● **SHORT EXERCISE 1**
Translate this sentence from the thread into Spanish: "Currently -ftree-vectorize turns on both loop and slp vectorizations, but there is no simple way to turn on loop vectorization alone."

Thanks. I modified the patch so that the max allowed peel iterations
can be specified via a parameter. Testing on going. Ok for trunk ?
David
On Mon, Sep 23, 2013 at 4:31 AM, Richard Biener
<[email protected]> wrote:
> On Wed, Sep 18, 2013 at 10:21 PM, Xinliang David Li <[email protected]>
> wrote:
>> On Tue, Sep 17, 2013 at 1:20 AM, Richard Biener
>> <[email protected]> wrote:
>>> On Mon, Sep 16, 2013 at 10:24 PM, Xinliang David Li <[email protected]>
>>> wrote:
>>>> On Mon, Sep 16, 2013 at 3:13 AM, Richard Biener
>>>> <[email protected]> wrote:
>>>>> On Fri, Sep 13, 2013 at 5:16 PM, Xinliang David Li <[email protected]>
>>>>> wrote:
>>>>>> On Fri, Sep 13, 2013 at 1:30 AM, Richard Biener
>>>>>> <[email protected]> wrote:
>>>>>>> On Thu, Sep 12, 2013 at 10:31 PM, Xinliang David Li
>>>>>>> <[email protected]> wrote:
>>>>>>>> Currently -ftree-vectorize turns on both loop and slp vectorizations,
>>>>>>>> but there is no simple way to turn on loop vectorization alone. The
>>>>>>>> logic for default O3 setting is also complicated.
>>>>>>>>
>>>>>>>> In this patch, two new options are introduced:
>>>>>>>>
>>>>>>>> 1) -ftree-loop-vectorize
>>>>>>>>
>>>>>>>> This option is used to turn on loop vectorization only. option
>>>>>>>> -ftree-slp-vectorize also becomes a first class citizen, and no funny
>>>>>>>> business of Init(2) is needed. With this change, -ftree-vectorize
>>>>>>>> becomes a simple alias to -ftree-loop-vectorize +
>>>>>>>> -ftree-slp-vectorize.

● **MATERIAL FOR THIS EXERCISE**
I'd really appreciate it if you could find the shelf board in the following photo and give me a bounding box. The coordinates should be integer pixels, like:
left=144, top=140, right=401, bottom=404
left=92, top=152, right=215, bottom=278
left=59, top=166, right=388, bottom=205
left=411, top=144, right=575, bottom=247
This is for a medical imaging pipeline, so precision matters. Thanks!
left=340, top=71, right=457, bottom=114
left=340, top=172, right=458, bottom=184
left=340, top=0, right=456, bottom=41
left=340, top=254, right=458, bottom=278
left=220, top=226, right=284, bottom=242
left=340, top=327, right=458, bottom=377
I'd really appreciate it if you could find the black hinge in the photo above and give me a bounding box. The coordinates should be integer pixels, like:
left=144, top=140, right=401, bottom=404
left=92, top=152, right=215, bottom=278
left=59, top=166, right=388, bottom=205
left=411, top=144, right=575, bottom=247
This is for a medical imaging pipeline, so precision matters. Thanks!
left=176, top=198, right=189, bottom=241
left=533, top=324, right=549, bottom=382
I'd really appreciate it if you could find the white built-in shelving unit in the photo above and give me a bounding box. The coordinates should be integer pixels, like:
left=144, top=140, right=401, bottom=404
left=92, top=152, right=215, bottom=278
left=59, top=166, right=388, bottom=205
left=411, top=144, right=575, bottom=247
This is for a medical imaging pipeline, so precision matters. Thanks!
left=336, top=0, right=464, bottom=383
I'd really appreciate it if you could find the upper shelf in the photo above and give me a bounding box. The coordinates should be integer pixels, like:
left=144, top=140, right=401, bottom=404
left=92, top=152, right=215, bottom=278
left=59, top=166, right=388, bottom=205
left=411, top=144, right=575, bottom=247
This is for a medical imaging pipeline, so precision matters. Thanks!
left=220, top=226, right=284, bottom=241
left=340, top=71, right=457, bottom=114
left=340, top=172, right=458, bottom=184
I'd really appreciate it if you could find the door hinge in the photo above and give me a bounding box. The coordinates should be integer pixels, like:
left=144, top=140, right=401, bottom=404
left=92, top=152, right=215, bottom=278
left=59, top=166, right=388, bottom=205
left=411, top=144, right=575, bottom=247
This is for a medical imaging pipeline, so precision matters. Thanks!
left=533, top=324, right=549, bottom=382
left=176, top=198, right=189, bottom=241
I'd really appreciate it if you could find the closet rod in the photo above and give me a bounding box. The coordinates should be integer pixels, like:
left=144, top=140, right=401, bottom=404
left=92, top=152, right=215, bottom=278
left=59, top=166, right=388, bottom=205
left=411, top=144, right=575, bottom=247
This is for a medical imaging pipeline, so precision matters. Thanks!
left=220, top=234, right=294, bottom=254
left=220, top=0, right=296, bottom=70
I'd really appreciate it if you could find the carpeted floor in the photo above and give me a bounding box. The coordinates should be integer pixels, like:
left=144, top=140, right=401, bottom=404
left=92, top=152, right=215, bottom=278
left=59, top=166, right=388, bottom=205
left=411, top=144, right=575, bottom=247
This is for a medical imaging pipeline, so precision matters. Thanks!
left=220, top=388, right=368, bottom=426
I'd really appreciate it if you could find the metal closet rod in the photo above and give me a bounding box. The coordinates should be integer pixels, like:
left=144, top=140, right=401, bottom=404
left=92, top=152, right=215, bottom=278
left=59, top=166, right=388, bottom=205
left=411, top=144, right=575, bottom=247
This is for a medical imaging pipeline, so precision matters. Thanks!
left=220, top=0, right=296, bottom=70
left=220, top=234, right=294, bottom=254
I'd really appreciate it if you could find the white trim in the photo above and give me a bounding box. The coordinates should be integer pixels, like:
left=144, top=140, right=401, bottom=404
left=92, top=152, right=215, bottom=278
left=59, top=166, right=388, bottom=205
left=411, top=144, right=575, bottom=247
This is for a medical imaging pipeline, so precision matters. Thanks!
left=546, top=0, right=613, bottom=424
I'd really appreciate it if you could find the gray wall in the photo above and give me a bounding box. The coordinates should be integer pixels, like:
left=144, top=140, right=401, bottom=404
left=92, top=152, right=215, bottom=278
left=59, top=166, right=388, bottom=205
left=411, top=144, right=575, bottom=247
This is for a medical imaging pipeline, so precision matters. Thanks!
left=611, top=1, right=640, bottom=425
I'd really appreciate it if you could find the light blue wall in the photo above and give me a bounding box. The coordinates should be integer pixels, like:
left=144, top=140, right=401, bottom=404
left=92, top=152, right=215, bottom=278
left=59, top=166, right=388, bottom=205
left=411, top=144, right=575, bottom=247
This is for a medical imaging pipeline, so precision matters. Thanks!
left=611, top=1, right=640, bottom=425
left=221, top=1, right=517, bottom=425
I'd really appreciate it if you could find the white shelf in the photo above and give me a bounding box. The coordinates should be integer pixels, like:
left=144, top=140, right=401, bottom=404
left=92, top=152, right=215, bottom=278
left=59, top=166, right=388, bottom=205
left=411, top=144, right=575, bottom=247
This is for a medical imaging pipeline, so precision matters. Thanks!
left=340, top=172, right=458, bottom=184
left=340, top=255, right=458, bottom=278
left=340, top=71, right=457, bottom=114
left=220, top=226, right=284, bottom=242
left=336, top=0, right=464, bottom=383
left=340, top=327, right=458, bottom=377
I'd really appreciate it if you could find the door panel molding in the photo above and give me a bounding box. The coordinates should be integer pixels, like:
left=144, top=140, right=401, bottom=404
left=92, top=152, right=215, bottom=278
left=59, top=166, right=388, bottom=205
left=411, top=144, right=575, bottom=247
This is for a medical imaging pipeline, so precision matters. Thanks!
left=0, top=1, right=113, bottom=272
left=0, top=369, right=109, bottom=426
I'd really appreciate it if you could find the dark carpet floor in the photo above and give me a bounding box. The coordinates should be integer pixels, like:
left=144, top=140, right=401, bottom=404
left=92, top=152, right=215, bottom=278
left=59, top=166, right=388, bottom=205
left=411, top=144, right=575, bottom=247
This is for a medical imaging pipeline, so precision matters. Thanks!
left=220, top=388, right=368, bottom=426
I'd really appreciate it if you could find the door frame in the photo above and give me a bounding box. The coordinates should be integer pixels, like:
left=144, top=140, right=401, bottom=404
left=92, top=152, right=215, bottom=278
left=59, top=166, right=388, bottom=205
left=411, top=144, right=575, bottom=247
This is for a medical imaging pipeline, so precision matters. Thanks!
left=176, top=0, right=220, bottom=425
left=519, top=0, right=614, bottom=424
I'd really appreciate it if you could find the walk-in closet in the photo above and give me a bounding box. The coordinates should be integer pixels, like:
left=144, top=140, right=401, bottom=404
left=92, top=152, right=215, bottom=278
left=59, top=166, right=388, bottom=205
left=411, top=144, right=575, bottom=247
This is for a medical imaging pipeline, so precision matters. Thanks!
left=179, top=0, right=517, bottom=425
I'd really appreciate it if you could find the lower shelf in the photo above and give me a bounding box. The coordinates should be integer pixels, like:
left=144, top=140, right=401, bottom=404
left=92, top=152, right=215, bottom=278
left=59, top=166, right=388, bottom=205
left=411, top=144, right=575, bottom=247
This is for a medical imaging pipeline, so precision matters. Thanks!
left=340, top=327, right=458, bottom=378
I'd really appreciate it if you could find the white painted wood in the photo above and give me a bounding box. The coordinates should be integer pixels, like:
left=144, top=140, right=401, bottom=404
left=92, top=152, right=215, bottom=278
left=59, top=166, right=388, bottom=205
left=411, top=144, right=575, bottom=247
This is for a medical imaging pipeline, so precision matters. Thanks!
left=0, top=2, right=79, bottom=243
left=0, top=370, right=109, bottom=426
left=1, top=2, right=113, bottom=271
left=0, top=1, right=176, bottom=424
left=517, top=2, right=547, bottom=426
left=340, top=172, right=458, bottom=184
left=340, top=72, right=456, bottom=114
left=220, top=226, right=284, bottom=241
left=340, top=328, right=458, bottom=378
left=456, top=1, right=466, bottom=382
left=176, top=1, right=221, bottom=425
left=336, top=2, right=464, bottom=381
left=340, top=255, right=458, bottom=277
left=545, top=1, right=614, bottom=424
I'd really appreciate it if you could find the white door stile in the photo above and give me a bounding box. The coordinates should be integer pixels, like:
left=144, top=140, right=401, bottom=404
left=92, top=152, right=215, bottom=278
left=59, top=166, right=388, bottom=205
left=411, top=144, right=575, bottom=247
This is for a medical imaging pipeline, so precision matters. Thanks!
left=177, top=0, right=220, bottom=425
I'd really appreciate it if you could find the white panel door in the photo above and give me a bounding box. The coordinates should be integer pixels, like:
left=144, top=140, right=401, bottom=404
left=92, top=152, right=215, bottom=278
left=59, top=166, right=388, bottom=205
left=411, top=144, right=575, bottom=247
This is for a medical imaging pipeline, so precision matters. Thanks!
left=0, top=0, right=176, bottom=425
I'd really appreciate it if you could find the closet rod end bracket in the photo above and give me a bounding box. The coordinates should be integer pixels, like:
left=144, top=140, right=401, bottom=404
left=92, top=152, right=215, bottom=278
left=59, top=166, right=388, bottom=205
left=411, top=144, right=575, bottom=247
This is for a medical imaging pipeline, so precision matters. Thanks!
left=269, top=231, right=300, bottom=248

● **SHORT EXERCISE 2**
Copy the entries verbatim, starting at their first line and continuing up to and including the line with "left=340, top=254, right=458, bottom=278".

● **RESPONSE 1**
Actualmente, -ftree-vectorize activa tanto la vectorización de bucles como la vectorización SLP, pero no hay una forma sencilla de activar solo la vectorización de bucles.

● **RESPONSE 2**
I'd really appreciate it if you could find the shelf board in the following photo and give me a bounding box. The coordinates should be integer pixels, like:
left=144, top=140, right=401, bottom=404
left=92, top=152, right=215, bottom=278
left=59, top=166, right=388, bottom=205
left=411, top=144, right=575, bottom=247
This is for a medical imaging pipeline, so precision matters. Thanks!
left=340, top=71, right=457, bottom=114
left=340, top=172, right=458, bottom=184
left=340, top=0, right=456, bottom=41
left=340, top=254, right=458, bottom=278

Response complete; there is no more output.